### Task instructions
Check each line of the data for "running" and select those that have it.

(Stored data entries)
* * * * *

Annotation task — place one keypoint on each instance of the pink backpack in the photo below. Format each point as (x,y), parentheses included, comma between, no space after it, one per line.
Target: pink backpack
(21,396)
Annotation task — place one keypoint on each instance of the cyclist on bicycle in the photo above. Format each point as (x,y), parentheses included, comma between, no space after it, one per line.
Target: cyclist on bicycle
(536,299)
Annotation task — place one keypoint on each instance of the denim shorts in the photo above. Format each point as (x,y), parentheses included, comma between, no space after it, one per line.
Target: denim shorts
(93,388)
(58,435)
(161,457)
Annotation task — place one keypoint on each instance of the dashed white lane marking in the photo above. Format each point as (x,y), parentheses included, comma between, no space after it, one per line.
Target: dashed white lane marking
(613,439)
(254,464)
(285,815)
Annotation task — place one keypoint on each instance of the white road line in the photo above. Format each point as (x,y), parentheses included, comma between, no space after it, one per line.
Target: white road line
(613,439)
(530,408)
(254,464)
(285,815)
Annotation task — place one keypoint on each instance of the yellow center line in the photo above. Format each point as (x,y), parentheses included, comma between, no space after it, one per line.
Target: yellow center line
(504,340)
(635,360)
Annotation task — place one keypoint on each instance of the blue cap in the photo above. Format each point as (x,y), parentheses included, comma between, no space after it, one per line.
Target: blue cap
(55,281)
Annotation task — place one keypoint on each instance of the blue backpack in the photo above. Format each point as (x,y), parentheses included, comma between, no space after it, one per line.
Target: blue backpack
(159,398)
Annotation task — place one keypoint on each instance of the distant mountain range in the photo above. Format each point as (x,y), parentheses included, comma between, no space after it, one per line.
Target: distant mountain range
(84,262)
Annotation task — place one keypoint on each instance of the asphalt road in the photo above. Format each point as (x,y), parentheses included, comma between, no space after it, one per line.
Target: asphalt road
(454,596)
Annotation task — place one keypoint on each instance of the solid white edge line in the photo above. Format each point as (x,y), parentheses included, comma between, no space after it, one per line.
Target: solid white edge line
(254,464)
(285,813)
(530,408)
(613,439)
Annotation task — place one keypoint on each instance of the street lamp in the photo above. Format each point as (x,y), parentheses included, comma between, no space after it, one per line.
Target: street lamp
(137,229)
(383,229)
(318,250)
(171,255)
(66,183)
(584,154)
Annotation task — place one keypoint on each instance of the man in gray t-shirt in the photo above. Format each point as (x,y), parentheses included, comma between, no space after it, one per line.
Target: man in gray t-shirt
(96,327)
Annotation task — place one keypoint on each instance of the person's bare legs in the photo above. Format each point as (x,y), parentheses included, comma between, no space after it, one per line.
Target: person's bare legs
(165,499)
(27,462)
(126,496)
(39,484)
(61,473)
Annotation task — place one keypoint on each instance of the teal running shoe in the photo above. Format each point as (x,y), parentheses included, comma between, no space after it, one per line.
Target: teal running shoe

* * * * *

### Response to this task
Annotation task — place one keypoint on each instance of the teal running shoe in the photo above. Format each point as (x,y), parentheses included, comma between, no space after it, one per line.
Target: teal running shoe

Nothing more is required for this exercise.